[Part of a data file]
** Begin **

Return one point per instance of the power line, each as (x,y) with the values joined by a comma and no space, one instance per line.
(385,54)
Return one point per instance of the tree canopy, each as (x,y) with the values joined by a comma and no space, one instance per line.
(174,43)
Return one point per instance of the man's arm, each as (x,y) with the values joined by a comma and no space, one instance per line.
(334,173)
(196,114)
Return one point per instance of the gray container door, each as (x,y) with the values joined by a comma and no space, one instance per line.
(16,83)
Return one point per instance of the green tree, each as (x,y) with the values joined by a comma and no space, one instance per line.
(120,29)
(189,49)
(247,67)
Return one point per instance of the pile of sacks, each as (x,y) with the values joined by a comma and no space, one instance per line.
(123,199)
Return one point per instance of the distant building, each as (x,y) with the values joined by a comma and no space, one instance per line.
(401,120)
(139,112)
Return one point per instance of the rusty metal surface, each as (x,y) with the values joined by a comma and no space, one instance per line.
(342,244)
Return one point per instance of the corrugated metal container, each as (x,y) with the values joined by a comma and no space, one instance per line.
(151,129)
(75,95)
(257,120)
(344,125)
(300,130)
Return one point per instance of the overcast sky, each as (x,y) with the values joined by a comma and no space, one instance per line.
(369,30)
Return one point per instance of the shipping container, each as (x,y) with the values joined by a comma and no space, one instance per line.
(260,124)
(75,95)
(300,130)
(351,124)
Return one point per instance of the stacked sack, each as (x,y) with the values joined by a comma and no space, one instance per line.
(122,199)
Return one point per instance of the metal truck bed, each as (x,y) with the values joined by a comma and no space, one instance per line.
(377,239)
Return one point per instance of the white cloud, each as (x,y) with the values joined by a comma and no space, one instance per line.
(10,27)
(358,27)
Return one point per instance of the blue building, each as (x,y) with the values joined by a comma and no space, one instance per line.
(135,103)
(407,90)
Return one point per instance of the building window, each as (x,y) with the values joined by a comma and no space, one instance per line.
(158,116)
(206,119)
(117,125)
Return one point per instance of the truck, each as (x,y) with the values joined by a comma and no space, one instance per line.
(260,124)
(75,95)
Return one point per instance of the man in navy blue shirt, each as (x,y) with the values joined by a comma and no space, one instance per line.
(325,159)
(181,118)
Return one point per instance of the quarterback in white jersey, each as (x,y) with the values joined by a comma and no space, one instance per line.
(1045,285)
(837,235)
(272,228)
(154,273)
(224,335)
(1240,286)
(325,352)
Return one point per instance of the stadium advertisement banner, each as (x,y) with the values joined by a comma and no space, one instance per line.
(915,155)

** End **

DIRECTION: Write out the listing once more, matching it exactly.

IN RESPONSE:
Return one point per instance of the power line, each as (x,y) with the values joined by a comma and no space, one instance per line.
(385,54)
Return one point per instance of the tree canopy, each as (x,y) with the values joined by a comma and no space, one instance per line.
(174,43)
Return one point per instance of the man's arm, each as (x,y) with the values joined by a comma and no space, one instance per line.
(334,173)
(196,114)
Return one point per instance of the gray container door, each as (x,y) with the values joined by a comma and no space, one instance per line.
(16,83)
Return one point per instance of the green tree, each as (x,y) with the values joined by a comma and no space, one instance per line.
(120,29)
(189,49)
(247,67)
Return one point per instance of the pile of sacks, each as (x,y) with the values joined by a comma and no space, one instance per line.
(123,199)
Return one point per instance of the distant building, each as (x,y) with the values joined by a comma and no space, one instance per line.
(401,120)
(139,112)
Return one point per instance of the rusty metal surface, each as (x,y) with the values joined by a comma and no space, one instance per line.
(342,244)
Return one point per instance of the corrugated metal container, each as (x,y) with the values joined by a comma and no space, one instance per line.
(151,129)
(75,95)
(257,120)
(344,125)
(300,130)
Return one point per instance of the overcast sky, each as (x,y) with the values joined by a comma and no space, one instance per line.
(369,30)
Return one point per instance of the shipping container, each as (x,y) with the values joined by a comma and no space, one instance per line.
(260,124)
(75,95)
(300,130)
(351,124)
Return one point per instance of the stacked sack, each as (x,y) with the values joined by a comma and no space, one instance per line.
(122,199)
Return one point per instance of the metal truck bed, each as (x,y) with the values joined by a comma and no space, one instance per line.
(377,239)
Return one point per instance of the white cloud, each as (x,y) with the values joined by a comma and no space, one instance per line.
(10,27)
(358,27)
Return one point per instance of the blue building, each as (x,y) with the values joined by a comma and no space, one instance per line.
(135,103)
(407,90)
Return one point per instance of the building window, each as (x,y) with the values joined by a comma and no space, one instance per line.
(158,116)
(206,119)
(117,125)
Return one point per instance of the truck, each as (x,y) with the values joined by a comma and no space, one instance per line.
(260,124)
(75,95)
Return one point per instance of the man in navy blue shirt, each as (x,y) with the values joined by a comma and no space, one instance per line.
(325,159)
(181,118)
Return one point per instance of the quarterback in white jersey, each as (x,y) with the values joined by a comma and no space, one instance per line.
(1045,285)
(837,235)
(272,228)
(154,273)
(224,335)
(1240,286)
(325,352)
Return one point per instance of the stadium advertisement banner, each as (x,y) with the values joined by a comma and no space, one instance per line.
(915,155)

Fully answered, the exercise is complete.